Can you rewrite the lines below as a numbered list, skipping the blank ones and leaving the pictures out?
** BEGIN RECORDS FOR THIS EXERCISE **
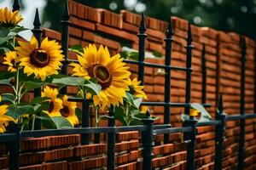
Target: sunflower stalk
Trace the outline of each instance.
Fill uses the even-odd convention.
[[[99,108],[97,106],[94,106],[94,110],[95,110],[95,127],[97,128],[98,123],[100,122],[100,119],[98,119],[98,110],[99,110]]]
[[[34,130],[34,128],[35,128],[35,120],[36,120],[36,116],[34,115],[32,116],[32,131]]]
[[[20,103],[20,99],[19,99],[19,81],[20,81],[20,78],[19,78],[19,72],[20,72],[20,69],[18,67],[17,69],[17,74],[16,74],[16,86],[15,86],[15,102],[16,104],[19,104]]]
[[[127,126],[130,126],[131,121],[130,121],[130,117],[129,117],[129,105],[128,105],[128,104],[125,105],[125,116],[126,116]]]

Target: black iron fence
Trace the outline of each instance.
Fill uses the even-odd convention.
[[[18,10],[20,8],[18,0],[15,0],[13,10]],[[65,13],[63,14],[62,20],[62,34],[61,34],[61,45],[63,54],[65,55],[65,61],[63,62],[62,74],[67,74],[67,65],[70,62],[77,62],[75,60],[68,60],[68,26],[69,26],[69,13],[67,2],[65,7]],[[40,27],[39,15],[37,9],[34,28],[32,30],[35,37],[38,42],[41,41],[42,30]],[[186,67],[174,66],[171,64],[172,58],[172,22],[169,20],[166,38],[166,60],[165,65],[157,65],[144,62],[145,58],[145,39],[147,37],[146,26],[144,21],[144,14],[142,15],[142,20],[139,26],[138,41],[139,41],[139,59],[138,61],[127,60],[125,62],[130,64],[135,64],[138,65],[138,80],[143,82],[144,80],[144,67],[149,66],[154,68],[161,68],[166,71],[165,74],[165,101],[164,102],[143,102],[144,105],[154,105],[164,106],[165,116],[164,123],[162,125],[153,125],[154,120],[151,118],[149,113],[147,113],[147,117],[143,120],[144,125],[141,126],[131,126],[131,127],[115,127],[115,121],[113,117],[114,108],[112,106],[109,110],[108,127],[102,128],[90,128],[89,123],[89,102],[86,99],[71,98],[69,100],[82,102],[82,128],[75,128],[72,129],[44,129],[40,130],[41,123],[40,120],[36,122],[36,130],[34,131],[24,131],[20,133],[18,128],[12,129],[11,133],[4,133],[0,135],[0,142],[9,142],[9,168],[12,170],[19,168],[19,150],[20,140],[21,138],[39,138],[45,136],[54,135],[67,135],[67,134],[80,134],[81,144],[89,144],[89,135],[91,133],[108,133],[108,169],[114,169],[114,154],[115,154],[115,133],[119,132],[128,131],[139,131],[142,132],[142,143],[143,143],[143,167],[145,170],[152,169],[152,159],[154,156],[153,147],[154,145],[154,135],[164,134],[164,143],[168,144],[169,134],[175,133],[183,133],[185,142],[188,144],[187,147],[187,169],[195,169],[195,137],[196,128],[203,126],[215,126],[215,169],[219,170],[222,168],[222,158],[223,158],[223,142],[224,139],[225,122],[240,120],[240,141],[239,141],[239,156],[238,156],[238,169],[243,169],[244,161],[244,137],[245,137],[245,119],[256,118],[256,114],[246,114],[245,113],[245,63],[246,63],[246,42],[243,37],[241,37],[241,103],[240,103],[240,114],[237,115],[225,115],[223,108],[223,98],[219,97],[218,111],[216,112],[215,120],[197,122],[197,120],[194,116],[189,116],[189,120],[186,120],[183,128],[172,128],[170,124],[170,107],[184,107],[185,114],[189,115],[190,108],[190,85],[191,85],[191,60],[192,60],[192,36],[191,28],[189,25],[188,36],[187,36],[187,60]],[[202,50],[202,105],[205,107],[210,107],[211,105],[206,104],[207,100],[207,67],[205,58],[205,47],[203,45]],[[186,72],[186,96],[185,103],[172,103],[170,101],[171,94],[171,71],[180,71]],[[66,93],[67,89],[61,91],[62,94]],[[34,91],[35,96],[41,94],[41,89],[36,89]]]

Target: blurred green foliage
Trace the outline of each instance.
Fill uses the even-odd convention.
[[[236,31],[256,37],[256,0],[77,0],[94,7],[116,13],[127,9],[143,11],[148,16],[168,20],[178,16],[200,26],[210,26],[224,31]],[[48,0],[44,21],[59,30],[64,0]]]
** END RECORDS FOR THIS EXERCISE **
→ **SOLVED PROBLEM**
1. Target: sunflower stalk
2. Trace the outline of each instance.
3. Fill uses the even-odd convention.
4. [[[99,108],[97,106],[94,106],[94,110],[95,110],[95,127],[97,128],[98,123],[100,122],[100,119],[98,119],[98,110],[99,110]]]
5. [[[34,130],[34,128],[35,128],[35,120],[36,120],[36,116],[34,115],[32,116],[32,131]]]
6. [[[20,103],[20,99],[19,99],[19,81],[20,81],[20,78],[19,78],[19,72],[20,72],[20,69],[18,67],[17,69],[17,74],[16,74],[16,86],[15,86],[15,102],[16,104],[19,104]]]
7. [[[127,126],[130,126],[131,121],[130,121],[130,117],[129,117],[129,105],[128,105],[128,104],[125,105],[125,116],[126,116]]]
8. Target: black iron fence
9. Trace the outline of each instance.
10. Fill uses the even-odd convention.
11. [[[18,10],[20,8],[18,0],[15,0],[13,10]],[[65,13],[63,14],[62,20],[62,34],[61,34],[61,45],[63,54],[65,55],[65,61],[63,62],[62,74],[67,74],[67,65],[70,62],[77,62],[75,60],[68,60],[68,26],[69,26],[69,13],[67,2],[65,7]],[[40,27],[39,15],[37,9],[34,28],[32,30],[35,37],[38,42],[41,41],[42,30]],[[186,67],[174,66],[171,64],[172,58],[172,22],[169,20],[166,38],[166,60],[165,65],[157,65],[144,62],[145,58],[145,39],[147,37],[146,26],[144,21],[144,14],[142,15],[142,20],[139,26],[138,41],[139,41],[139,59],[138,61],[127,60],[125,62],[130,64],[135,64],[138,65],[138,80],[143,82],[144,80],[144,67],[149,66],[154,68],[161,68],[166,71],[165,74],[165,101],[164,102],[143,102],[144,105],[154,105],[164,106],[165,116],[164,123],[162,125],[153,125],[154,120],[151,118],[149,113],[147,113],[147,117],[143,120],[144,125],[141,126],[131,126],[131,127],[115,127],[115,121],[113,117],[114,108],[112,106],[109,110],[108,127],[102,128],[90,128],[89,123],[89,102],[86,99],[71,98],[69,100],[82,102],[82,128],[75,128],[72,129],[44,129],[40,130],[41,123],[40,120],[36,122],[36,130],[34,131],[24,131],[20,133],[18,128],[12,129],[11,133],[4,133],[0,135],[0,142],[9,142],[9,168],[12,170],[19,168],[19,150],[20,140],[21,138],[39,138],[45,136],[54,135],[67,135],[67,134],[80,134],[81,144],[89,144],[89,135],[91,133],[108,133],[108,169],[114,169],[114,154],[115,154],[115,133],[119,132],[128,131],[139,131],[142,132],[142,143],[143,143],[143,167],[145,170],[152,169],[152,159],[154,156],[153,147],[154,145],[154,135],[164,134],[164,143],[168,144],[169,134],[175,133],[183,133],[185,142],[188,144],[187,147],[187,169],[195,169],[195,137],[196,128],[203,126],[215,126],[215,169],[219,170],[222,168],[222,158],[223,158],[223,142],[224,139],[225,122],[240,120],[240,141],[239,141],[239,156],[238,156],[238,169],[243,169],[244,161],[244,137],[245,137],[245,119],[256,118],[256,114],[246,114],[245,113],[245,63],[246,63],[246,42],[243,37],[241,37],[241,103],[240,103],[240,114],[237,115],[225,115],[223,108],[223,98],[219,97],[218,111],[216,112],[215,120],[197,122],[197,120],[194,116],[189,116],[189,120],[186,120],[183,128],[172,128],[170,124],[170,107],[184,107],[185,114],[189,115],[190,108],[190,85],[191,85],[191,60],[192,60],[192,36],[191,28],[189,25],[188,36],[187,36],[187,60]],[[202,50],[202,105],[205,107],[210,107],[211,105],[206,104],[207,100],[207,67],[205,58],[205,47],[203,45]],[[186,72],[186,96],[185,103],[172,103],[170,101],[171,94],[171,71],[180,71]],[[66,93],[67,89],[61,91],[62,94]],[[34,91],[35,96],[41,94],[41,89],[36,89]]]
12. Target: blurred green foliage
13. Trace the outline of each instance.
14. Fill uses the even-odd convention.
15. [[[236,31],[256,37],[256,0],[77,0],[94,7],[116,13],[127,9],[143,11],[148,16],[168,20],[178,16],[200,26],[210,26],[224,31]],[[48,0],[44,21],[59,30],[64,0]]]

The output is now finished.